Direction:
Pull out every line of the records below that contains the word 'single', and list those lines in their original order.

--- Begin ---

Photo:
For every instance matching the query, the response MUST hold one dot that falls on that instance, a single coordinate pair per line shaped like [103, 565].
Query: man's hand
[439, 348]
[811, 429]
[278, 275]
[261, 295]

--- End ---
--- Begin ---

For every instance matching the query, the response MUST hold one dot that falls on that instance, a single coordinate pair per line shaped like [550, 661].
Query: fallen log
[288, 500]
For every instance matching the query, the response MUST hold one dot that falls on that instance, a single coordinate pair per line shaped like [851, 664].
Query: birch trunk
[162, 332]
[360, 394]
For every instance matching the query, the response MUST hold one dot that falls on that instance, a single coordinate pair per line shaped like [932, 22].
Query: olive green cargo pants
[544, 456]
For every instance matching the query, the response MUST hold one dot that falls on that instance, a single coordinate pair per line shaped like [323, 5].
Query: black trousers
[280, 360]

--- End ---

Result of this task:
For every instance matching the query, the response MUST hold one dot that falls on that instance, a single coordinate pair per line shaped like [103, 565].
For every instance matching the query, the response MUST hold one dot that falls on that instance, a single coordinate pair per line shaped like [550, 661].
For every instance matching the query, the response MUST hold one dot that falls on that instance, a single coordinate pair per line shaped like [851, 664].
For every instance matching the query, the response MUST hold one dot that falls on that instance, a single coordinate pair per line shaped like [932, 22].
For every instance matching the query, the response MUST hold one dot that falls on that instance, a single coordinate pair per line shaped like [323, 5].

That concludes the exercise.